Task to complete
Can you print every record below exactly as written?

Saved entries
◆ ◆ ◆
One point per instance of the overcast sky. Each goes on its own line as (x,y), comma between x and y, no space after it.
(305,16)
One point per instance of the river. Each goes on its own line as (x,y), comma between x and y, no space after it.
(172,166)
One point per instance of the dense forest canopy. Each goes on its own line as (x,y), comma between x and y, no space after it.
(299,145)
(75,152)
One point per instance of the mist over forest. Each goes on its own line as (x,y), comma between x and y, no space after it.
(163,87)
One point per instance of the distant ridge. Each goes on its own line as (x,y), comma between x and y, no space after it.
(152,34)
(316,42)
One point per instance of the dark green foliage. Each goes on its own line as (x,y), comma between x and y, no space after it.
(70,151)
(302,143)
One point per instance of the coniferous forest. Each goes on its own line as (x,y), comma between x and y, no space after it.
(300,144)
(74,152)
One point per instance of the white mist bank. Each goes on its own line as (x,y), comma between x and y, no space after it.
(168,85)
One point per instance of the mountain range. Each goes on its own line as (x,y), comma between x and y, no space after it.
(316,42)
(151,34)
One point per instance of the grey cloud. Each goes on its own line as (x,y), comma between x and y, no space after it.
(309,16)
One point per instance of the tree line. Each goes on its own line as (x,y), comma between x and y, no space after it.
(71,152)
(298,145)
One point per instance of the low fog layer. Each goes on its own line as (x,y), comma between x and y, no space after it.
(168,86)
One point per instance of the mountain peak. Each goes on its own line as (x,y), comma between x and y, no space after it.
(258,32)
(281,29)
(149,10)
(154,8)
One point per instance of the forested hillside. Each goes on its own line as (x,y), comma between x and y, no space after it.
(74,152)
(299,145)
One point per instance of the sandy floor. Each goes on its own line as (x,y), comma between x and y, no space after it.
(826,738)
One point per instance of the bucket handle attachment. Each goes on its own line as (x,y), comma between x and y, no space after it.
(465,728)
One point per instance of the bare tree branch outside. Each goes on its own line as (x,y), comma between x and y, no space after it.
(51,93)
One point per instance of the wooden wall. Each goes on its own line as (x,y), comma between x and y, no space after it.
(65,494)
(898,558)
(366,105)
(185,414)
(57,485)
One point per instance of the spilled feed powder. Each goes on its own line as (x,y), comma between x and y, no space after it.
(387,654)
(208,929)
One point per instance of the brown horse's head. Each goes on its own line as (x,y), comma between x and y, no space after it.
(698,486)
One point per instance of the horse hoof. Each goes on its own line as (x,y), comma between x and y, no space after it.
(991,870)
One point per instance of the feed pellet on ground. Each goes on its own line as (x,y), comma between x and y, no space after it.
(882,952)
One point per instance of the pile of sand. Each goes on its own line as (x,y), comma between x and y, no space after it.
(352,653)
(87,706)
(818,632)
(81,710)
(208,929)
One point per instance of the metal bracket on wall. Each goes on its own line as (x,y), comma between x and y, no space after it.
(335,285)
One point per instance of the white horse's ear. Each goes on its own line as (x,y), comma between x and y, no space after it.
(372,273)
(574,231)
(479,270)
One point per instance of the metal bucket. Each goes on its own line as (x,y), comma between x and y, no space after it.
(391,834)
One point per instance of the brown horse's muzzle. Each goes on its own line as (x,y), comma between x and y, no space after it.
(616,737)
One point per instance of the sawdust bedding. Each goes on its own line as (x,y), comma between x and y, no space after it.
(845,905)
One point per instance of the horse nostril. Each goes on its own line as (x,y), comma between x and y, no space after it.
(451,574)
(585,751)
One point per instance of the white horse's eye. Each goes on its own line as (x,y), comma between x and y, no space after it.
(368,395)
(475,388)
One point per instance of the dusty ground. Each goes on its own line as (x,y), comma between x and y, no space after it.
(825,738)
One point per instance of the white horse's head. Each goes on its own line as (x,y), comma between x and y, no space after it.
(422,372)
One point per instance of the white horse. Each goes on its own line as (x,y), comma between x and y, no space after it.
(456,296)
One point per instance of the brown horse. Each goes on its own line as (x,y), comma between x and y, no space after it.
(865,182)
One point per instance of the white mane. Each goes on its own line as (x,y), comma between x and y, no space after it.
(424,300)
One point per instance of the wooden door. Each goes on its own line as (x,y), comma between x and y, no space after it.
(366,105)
◆ ◆ ◆
Answer for this exercise
One point per instance of the overcast sky. Each goes on its own line as (x,y), comma between x and y, no space after it.
(305,16)
One point per instance of the river. Each goes on its own line as (x,y), comma between x and y, no space after it.
(172,166)
One point per instance of the dense forest canopy. Each goes on its own line as (x,y), comma between x and y, no space after it.
(299,145)
(75,152)
One point per instance of the mist over forest. Each goes on its own line as (x,y), comma between x and y, no space after it.
(163,87)
One point per instance of the distant ridge. Each goes on its own line as (x,y), comma between x and y, no space after it.
(152,34)
(316,42)
One point per instance of the dark green foliage. Each goes on its own line as (x,y), comma between x and y, no space after it.
(70,151)
(302,143)
One point per instance of the coniferous forest. Each goes on its own line as (x,y), comma between x and y, no space after it.
(300,144)
(74,152)
One point per instance of the white mist bank. Each goes on its own line as (x,y), comma between x and y, no space after it.
(168,85)
One point per instance of the mountain range. Each goes on its own line as (x,y), comma between x and y, no space after it.
(316,42)
(151,34)
One point per instance of the grey cloud. Each goes on its own line as (x,y), comma between x and y, no space after it.
(309,16)
One point per instance of the tree line. Each goes on its own line as (x,y), comma between x and y, no space after it.
(71,152)
(298,145)
One point per instance of the low fog layer. Each goes on its own line as (x,y), comma between x and y, no space after it.
(168,86)
One point per instance of the mountain peak. Each goes on its own line as (x,y), comma between x and y, no space after it.
(258,32)
(281,29)
(149,10)
(154,8)
One point per instance of the forested hillside. Each goes on its own line as (x,y), comma between x and y, no space after it.
(74,152)
(299,145)
One point per instance of the sandy floor. Each goes on its own line as (x,y), comma between x and y, no space after it.
(826,738)
One point per instance of the bucket handle attachment. Each goes on its own line as (x,y), comma between x and y, no space after it.
(465,728)
One point per instance of the bare tree branch outside. Each goes on its own line as (x,y), comma between x and y, no space after it.
(51,93)
One point per instance of the wooden wall. Each goes on its own line as (x,y), comma between x and y, no space after it.
(65,494)
(898,558)
(366,105)
(185,414)
(57,485)
One point per instance of the spilled feed powder. Each goes on its own line as (x,y), comma between x and y, no space after it.
(387,654)
(208,929)
One point per instance of the brown horse's head. Each goes on its own line as (x,y), comma between x and y, no space after it.
(698,486)
One point per instance of the horse hoof. Each goes on its own line as (x,y), comma between x and y, no space after it.
(991,870)
One point per instance of the feed pellet on ground. Each goes on its own line as (x,y), comma between x and y, no space after it.
(882,952)
One point per instance of the pile of sand. Each goes on its own line as (x,y), comma between x and y, no space after it.
(352,653)
(87,706)
(818,632)
(81,710)
(208,929)
One point per instance of the metal bracket on wall. Each goes on its own line as (x,y), comma between x and y, no space after it.
(335,285)
One point per instance of the white horse's ear. Each goes on its own line as (x,y), comma between x and y, no space after it.
(372,273)
(574,231)
(479,270)
One point per instance of the metal bucket. Each goes on its own line as (x,y), comma between x and y, no space after it.
(391,834)
One point per instance of the brown horse's muzzle. Each goes on its own line as (x,y), comma between x and y, no space after it.
(616,737)
One point per instance of the sawdust bedding. Each goes on its own line as (x,y), comma between x and y, no space after it.
(845,905)
One point per instance of the horse nostril. Each goes on its own line as (x,y), comma between x and y, no space after it.
(451,574)
(585,751)
One point per instance of the white horse's eye. Each goes on its own line as (x,y), comma between x and y, no space after it.
(368,395)
(475,388)
One point per instance of the dusty ground. Each goes on its own line as (x,y), comma between x and y, no space after it.
(825,738)
One point per instance of the white horse's head. Each goes on its own line as (x,y), comma between x and y, no space after it.
(422,372)
One point per instance of the white horse. Each goes on its own line as (x,y), comma between x and y, no space after it.
(456,296)
One point per instance of the brown horse. Each goes on its own line as (x,y), comma between x and y, no space after it.
(865,182)
One point per instance of the white mane. Each goes on its own line as (x,y), comma between x and y, no space after it.
(424,300)
One point per instance of the wooden door. Each goes on its own line as (x,y), comma between x and y, no space after it.
(366,105)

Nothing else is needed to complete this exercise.